---- Available data

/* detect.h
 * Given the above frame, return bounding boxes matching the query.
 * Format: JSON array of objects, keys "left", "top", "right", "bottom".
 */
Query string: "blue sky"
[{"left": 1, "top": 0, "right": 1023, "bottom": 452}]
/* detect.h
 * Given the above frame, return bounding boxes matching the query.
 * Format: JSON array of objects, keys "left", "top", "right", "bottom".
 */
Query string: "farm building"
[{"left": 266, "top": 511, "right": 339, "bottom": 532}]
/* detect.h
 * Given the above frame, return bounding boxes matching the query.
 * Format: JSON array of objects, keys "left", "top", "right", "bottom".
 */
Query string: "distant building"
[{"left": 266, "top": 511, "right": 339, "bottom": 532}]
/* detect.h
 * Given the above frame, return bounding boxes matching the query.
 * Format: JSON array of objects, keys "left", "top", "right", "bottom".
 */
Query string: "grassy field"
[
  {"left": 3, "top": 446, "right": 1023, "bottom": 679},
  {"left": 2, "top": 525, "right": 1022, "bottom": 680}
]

--------

## [What you need to do]
This exercise requires all the entries to be written out again exactly.

## [Result]
/* detect.h
 * Given the above frame, return bounding boxes matching the query.
 * Format: JSON array of objects, keys "left", "top", "right", "bottom".
 */
Query string: "blue sky"
[{"left": 1, "top": 0, "right": 1023, "bottom": 452}]
/* detect.h
 * Given the above frame, return bounding boxes matching the query.
 * Format: JSON array of objects, keys "left", "top", "right", "bottom".
 */
Query string: "farm building"
[{"left": 266, "top": 511, "right": 339, "bottom": 532}]
/* detect.h
 * Given the above frame, return bounding boxes matching the query.
 * Format: JSON array of objects, keys "left", "top", "right", "bottom".
 */
Query string: "distant building"
[{"left": 266, "top": 511, "right": 339, "bottom": 532}]
/* detect.h
 * Given the above frame, return bounding boxes matching the query.
 * Format: JSON array of objects, keys "left", "top", "right", "bottom".
 */
Query string: "grassy field"
[
  {"left": 3, "top": 446, "right": 1023, "bottom": 679},
  {"left": 2, "top": 525, "right": 1022, "bottom": 680}
]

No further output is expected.